WRITTEN EXERCISE:
From the line that holds "Expected: for each instance of the microphone stand" to the last line of the data, copy everything exactly; leave out all the rest.
=== RECORDS FOR THIS TASK ===
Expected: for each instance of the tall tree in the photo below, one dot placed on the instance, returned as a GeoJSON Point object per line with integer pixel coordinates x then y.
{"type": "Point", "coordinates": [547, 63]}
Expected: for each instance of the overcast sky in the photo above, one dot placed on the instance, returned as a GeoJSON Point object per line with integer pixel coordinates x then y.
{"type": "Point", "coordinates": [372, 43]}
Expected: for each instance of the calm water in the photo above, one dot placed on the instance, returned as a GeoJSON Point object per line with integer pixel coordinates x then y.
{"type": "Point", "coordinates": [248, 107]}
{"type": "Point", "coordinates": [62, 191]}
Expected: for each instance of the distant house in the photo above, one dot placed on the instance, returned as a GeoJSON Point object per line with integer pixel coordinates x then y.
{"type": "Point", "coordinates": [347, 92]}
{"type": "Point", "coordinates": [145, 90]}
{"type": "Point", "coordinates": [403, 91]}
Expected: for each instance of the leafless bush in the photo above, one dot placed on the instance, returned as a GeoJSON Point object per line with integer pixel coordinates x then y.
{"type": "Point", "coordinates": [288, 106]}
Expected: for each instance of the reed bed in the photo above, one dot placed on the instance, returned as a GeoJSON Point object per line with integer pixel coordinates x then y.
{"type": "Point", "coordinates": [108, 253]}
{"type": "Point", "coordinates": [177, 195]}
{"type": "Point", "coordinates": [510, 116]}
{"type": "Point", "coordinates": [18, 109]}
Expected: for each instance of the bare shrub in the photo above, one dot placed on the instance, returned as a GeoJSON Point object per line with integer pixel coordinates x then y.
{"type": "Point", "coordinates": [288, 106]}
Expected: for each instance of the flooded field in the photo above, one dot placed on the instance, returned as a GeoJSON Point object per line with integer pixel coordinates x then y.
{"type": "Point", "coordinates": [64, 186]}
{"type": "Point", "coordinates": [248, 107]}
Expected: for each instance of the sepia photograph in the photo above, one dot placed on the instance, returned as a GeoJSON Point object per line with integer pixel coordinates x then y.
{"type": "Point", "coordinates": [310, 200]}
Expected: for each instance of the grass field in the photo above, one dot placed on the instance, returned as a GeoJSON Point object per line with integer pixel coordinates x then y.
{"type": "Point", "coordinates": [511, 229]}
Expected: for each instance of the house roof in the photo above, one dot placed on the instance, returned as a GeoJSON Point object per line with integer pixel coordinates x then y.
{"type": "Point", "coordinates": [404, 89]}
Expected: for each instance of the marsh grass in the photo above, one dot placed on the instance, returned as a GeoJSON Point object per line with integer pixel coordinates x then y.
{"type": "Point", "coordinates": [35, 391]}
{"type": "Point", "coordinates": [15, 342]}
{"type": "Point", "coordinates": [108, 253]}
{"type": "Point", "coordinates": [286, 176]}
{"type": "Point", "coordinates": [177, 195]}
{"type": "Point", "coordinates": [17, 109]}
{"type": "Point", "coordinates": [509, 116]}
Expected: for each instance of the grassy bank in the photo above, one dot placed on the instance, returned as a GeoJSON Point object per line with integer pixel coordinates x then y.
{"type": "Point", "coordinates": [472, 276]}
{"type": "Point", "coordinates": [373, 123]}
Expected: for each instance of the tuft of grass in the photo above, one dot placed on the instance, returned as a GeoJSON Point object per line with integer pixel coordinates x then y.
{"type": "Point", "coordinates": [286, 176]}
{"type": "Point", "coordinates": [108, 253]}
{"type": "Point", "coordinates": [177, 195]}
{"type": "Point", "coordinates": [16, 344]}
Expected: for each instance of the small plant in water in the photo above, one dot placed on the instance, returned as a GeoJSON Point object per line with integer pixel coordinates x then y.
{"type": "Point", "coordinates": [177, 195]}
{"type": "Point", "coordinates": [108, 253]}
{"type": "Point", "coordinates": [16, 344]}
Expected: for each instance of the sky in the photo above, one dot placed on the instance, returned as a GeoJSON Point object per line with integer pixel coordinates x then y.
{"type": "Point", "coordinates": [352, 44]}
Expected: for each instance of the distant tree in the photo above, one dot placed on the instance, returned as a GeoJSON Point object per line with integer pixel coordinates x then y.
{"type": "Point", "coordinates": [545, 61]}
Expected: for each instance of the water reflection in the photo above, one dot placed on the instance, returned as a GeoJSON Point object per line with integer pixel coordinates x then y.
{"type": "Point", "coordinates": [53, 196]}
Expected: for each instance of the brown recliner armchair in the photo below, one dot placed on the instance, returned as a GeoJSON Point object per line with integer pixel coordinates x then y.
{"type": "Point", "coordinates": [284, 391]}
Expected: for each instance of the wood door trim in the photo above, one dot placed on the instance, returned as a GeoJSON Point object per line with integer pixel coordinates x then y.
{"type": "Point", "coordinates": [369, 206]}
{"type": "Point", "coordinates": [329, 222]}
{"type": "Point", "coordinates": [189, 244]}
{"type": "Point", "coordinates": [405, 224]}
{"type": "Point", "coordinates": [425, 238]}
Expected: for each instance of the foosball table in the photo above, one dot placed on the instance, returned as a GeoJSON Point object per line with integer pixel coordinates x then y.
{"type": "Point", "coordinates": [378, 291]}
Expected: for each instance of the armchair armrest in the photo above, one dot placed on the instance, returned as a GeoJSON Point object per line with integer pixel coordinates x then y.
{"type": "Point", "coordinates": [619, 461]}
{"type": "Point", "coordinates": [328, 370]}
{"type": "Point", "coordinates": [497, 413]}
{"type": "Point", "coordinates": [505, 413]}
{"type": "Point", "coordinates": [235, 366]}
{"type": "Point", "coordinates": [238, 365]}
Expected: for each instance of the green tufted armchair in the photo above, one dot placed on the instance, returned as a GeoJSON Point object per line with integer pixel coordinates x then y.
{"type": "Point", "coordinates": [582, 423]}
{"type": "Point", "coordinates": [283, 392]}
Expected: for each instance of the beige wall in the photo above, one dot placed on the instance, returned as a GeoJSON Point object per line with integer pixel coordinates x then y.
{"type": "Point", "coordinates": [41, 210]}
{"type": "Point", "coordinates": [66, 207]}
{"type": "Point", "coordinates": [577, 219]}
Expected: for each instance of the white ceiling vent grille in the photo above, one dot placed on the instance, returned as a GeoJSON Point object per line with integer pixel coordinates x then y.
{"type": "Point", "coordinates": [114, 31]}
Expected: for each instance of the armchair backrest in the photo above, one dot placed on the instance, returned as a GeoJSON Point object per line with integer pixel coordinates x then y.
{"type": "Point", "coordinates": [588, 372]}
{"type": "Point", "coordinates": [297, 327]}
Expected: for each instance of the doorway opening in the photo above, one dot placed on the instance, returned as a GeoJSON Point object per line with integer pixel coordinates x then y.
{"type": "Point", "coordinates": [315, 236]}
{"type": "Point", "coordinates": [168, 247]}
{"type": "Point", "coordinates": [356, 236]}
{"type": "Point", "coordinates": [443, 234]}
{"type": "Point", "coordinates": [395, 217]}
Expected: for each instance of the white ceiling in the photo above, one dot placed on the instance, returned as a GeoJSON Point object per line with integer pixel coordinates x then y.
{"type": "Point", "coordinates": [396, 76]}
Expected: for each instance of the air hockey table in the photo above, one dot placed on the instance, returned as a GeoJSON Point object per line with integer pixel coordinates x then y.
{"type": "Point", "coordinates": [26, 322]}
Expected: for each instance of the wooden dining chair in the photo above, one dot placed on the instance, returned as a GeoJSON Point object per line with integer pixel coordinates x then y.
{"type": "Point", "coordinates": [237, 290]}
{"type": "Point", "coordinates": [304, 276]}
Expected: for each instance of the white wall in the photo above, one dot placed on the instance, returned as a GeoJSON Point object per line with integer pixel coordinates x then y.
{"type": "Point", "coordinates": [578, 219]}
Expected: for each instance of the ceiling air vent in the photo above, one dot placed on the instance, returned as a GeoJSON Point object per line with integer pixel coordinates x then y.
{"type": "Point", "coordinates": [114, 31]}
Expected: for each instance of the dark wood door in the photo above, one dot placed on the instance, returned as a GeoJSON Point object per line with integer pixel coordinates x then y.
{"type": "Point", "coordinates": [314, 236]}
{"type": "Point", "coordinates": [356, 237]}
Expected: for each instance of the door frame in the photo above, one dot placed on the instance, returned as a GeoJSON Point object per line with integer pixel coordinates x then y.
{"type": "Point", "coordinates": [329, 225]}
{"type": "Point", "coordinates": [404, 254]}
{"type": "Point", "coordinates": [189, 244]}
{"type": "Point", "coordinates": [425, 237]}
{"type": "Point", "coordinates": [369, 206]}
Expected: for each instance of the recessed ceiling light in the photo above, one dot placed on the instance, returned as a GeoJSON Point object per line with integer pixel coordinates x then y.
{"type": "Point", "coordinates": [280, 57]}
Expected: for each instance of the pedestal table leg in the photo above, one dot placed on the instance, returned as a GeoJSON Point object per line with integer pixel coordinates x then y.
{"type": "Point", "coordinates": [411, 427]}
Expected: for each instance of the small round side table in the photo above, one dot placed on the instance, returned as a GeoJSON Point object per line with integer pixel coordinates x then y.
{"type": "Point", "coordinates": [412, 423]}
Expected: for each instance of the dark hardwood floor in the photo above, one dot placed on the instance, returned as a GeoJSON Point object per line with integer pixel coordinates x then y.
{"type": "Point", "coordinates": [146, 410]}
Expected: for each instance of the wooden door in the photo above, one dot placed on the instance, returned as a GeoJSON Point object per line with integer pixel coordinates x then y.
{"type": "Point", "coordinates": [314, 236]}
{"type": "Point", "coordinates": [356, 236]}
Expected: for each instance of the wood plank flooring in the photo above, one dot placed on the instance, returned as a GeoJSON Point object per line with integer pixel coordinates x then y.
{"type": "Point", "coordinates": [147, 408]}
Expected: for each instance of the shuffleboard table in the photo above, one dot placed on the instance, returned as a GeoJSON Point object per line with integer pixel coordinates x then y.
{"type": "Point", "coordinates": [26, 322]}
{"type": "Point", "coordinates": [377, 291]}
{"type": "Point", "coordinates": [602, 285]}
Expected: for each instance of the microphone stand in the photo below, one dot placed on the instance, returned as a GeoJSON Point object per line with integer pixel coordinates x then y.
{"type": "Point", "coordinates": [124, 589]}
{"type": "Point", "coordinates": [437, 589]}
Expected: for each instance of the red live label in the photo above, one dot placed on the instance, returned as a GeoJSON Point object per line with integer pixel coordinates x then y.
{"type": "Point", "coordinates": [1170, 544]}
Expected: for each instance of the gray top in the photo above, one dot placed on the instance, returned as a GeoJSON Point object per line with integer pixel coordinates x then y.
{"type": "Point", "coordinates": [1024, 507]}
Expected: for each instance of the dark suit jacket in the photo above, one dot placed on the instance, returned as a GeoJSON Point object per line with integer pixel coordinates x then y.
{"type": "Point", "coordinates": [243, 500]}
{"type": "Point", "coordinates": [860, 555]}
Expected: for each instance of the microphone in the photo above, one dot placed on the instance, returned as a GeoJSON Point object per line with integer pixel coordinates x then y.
===
FINISHED ANSWER:
Expected: for each instance of the microphone stand in the photo below, one dot placed on the instance, returned as a GeoJSON Point object per line with integer pixel coordinates x then y.
{"type": "Point", "coordinates": [124, 589]}
{"type": "Point", "coordinates": [437, 589]}
Expected: for each instance of the red live label in the photo above, one dot placed on the instance, returned as a GeoJSON Point object per line with integer pixel coordinates x then y.
{"type": "Point", "coordinates": [1170, 544]}
Expected: for each instance of the gray top in the photo above, one dot placed on the instance, returned as a GeoJSON Point object per line with integer pixel coordinates x then y.
{"type": "Point", "coordinates": [1024, 507]}
Expected: for each instance of the dark suit jacket in the photo above, one dot placed on the instance, returned as a GeoJSON Point object per line with integer pixel coordinates x then y.
{"type": "Point", "coordinates": [243, 500]}
{"type": "Point", "coordinates": [860, 555]}
Expected: for each instance of the microphone in the photo above, one dot placed on the instance, returned as a GeoJSON Point object per line with integer pixel coordinates x then y.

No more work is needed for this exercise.